PROVIDED RECORDS
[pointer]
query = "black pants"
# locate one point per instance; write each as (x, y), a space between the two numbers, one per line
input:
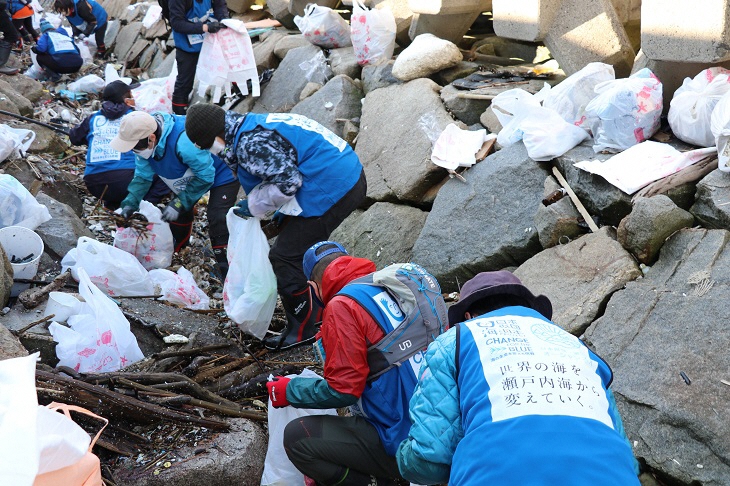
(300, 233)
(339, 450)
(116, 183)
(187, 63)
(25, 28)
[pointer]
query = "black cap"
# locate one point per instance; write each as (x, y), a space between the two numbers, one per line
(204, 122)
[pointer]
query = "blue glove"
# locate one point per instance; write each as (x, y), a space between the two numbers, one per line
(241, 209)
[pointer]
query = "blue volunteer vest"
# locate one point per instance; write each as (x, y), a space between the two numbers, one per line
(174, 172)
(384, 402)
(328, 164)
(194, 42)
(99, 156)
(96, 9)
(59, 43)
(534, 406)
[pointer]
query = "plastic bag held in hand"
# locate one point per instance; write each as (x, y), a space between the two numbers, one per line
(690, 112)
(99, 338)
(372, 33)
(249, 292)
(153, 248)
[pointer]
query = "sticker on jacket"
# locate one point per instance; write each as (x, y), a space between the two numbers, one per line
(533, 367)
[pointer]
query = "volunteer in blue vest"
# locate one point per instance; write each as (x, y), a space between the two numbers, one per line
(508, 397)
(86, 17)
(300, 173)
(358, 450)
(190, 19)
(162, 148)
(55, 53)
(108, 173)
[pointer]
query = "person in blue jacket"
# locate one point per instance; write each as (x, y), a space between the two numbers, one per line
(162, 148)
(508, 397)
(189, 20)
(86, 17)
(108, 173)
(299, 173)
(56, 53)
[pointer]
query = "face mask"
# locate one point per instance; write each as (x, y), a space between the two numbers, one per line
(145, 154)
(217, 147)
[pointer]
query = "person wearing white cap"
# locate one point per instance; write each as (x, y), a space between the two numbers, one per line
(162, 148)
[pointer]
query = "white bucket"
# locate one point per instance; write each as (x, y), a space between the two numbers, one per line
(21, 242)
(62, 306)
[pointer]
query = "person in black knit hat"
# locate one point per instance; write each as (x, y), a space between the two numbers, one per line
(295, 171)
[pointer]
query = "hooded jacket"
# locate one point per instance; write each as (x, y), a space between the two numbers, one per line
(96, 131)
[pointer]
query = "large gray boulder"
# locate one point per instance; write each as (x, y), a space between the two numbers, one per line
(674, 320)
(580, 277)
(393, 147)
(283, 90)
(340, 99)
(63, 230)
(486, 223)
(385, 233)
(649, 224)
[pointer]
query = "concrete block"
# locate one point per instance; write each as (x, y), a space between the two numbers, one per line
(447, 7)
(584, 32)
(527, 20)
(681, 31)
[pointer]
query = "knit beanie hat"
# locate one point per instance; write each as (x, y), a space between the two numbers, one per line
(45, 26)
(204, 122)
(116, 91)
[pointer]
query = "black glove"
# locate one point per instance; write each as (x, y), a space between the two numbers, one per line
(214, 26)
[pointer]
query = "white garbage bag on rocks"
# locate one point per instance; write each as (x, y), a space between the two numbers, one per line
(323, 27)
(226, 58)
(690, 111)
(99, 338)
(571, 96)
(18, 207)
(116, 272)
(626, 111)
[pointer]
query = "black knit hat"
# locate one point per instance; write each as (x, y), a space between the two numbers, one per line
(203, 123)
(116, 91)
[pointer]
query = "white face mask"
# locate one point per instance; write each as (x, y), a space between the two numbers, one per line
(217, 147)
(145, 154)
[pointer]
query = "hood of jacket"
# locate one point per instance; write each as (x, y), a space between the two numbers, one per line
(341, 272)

---

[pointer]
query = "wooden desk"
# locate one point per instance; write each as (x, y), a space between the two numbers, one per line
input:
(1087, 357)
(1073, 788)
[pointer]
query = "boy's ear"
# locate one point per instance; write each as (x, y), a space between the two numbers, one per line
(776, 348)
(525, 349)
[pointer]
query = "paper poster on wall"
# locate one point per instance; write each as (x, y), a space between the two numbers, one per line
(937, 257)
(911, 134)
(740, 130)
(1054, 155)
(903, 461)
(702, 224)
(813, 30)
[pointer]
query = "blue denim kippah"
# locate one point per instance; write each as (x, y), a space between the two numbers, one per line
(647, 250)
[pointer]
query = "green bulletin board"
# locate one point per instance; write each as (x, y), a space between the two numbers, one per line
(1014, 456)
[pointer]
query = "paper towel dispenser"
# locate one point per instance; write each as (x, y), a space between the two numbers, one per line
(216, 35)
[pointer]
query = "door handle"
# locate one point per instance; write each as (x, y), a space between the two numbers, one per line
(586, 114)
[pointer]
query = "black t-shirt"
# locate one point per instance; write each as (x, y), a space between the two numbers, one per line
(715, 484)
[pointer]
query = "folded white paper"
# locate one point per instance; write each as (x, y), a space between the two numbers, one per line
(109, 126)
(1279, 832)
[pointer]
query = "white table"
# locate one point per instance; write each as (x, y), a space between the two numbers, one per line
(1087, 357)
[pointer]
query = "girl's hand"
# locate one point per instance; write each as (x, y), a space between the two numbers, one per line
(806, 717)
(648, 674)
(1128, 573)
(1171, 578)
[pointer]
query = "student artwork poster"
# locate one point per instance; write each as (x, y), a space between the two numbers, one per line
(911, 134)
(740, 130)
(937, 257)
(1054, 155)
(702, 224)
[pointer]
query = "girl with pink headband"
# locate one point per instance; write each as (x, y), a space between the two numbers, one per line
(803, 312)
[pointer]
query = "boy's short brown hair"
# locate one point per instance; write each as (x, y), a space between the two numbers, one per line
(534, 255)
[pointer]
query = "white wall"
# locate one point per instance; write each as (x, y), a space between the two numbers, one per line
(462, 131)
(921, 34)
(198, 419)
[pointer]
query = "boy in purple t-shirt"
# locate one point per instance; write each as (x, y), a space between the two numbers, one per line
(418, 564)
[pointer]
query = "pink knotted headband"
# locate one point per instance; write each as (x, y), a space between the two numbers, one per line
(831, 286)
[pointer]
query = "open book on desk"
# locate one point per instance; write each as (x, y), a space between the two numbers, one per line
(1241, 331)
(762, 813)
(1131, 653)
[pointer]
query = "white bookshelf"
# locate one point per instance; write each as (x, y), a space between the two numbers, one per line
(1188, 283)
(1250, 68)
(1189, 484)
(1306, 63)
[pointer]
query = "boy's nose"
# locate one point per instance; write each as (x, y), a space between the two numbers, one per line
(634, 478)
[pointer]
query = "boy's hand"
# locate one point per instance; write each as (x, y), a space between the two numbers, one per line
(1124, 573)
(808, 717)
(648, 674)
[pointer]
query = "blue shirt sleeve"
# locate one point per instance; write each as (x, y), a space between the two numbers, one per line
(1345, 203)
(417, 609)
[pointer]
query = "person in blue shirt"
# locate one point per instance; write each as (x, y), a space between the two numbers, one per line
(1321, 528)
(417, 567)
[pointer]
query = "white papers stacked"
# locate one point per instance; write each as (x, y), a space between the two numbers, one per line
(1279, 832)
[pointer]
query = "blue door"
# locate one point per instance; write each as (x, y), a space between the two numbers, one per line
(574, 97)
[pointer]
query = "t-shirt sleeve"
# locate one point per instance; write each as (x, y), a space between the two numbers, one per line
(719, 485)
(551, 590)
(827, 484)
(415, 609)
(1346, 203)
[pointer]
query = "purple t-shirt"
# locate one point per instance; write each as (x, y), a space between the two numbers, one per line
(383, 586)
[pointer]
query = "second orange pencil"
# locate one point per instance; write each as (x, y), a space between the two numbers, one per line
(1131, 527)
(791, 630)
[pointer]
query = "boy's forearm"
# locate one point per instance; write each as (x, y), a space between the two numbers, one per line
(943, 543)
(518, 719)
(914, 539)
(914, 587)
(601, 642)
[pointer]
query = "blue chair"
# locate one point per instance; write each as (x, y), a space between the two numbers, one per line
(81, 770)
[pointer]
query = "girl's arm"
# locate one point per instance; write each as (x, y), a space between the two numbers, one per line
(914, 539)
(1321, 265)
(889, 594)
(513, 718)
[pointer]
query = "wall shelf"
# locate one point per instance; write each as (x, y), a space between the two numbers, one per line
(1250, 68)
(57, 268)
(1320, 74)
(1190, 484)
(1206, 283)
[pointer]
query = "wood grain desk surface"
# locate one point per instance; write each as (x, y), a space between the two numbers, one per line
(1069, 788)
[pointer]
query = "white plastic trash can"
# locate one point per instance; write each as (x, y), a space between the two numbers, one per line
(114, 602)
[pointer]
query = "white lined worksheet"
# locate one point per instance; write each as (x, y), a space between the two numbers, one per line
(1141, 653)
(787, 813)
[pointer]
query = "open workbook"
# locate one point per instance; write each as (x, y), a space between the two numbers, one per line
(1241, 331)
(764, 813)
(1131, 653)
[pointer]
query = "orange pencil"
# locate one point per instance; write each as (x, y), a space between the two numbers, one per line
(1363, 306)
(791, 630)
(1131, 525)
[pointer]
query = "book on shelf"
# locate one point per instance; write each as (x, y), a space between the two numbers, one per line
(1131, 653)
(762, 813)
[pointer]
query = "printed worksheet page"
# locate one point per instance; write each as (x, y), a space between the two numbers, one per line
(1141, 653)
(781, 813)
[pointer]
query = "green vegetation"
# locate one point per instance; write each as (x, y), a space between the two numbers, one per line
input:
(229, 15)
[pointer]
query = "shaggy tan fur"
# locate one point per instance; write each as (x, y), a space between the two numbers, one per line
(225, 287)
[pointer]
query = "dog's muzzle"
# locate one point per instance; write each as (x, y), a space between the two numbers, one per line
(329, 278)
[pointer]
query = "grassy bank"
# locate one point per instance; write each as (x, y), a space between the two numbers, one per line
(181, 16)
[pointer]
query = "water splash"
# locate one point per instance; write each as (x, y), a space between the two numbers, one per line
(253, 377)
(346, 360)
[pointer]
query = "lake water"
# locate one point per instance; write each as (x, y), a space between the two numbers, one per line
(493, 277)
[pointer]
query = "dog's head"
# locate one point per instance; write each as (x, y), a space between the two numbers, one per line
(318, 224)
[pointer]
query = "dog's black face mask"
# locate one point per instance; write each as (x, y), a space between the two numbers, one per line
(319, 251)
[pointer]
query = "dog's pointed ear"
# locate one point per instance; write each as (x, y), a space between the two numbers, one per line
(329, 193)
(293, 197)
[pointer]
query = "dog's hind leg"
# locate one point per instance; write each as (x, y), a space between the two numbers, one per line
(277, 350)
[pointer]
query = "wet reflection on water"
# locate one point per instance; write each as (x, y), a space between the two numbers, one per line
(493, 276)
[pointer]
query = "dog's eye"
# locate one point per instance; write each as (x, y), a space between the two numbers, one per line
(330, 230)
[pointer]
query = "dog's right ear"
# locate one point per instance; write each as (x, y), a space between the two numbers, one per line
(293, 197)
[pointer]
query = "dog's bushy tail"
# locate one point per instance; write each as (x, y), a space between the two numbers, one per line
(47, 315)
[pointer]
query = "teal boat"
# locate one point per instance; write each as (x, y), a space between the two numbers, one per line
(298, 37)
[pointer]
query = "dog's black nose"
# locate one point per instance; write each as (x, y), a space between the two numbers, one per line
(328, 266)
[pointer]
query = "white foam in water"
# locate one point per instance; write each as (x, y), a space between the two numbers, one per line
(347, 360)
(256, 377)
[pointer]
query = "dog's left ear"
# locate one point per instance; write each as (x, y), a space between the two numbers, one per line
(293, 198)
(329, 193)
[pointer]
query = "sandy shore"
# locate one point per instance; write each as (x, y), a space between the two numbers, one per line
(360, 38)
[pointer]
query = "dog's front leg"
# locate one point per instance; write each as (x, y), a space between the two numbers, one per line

GOAL
Count the lines in the entries above that contain the word "blue". Give only the number.

SOLVED PROBLEM
9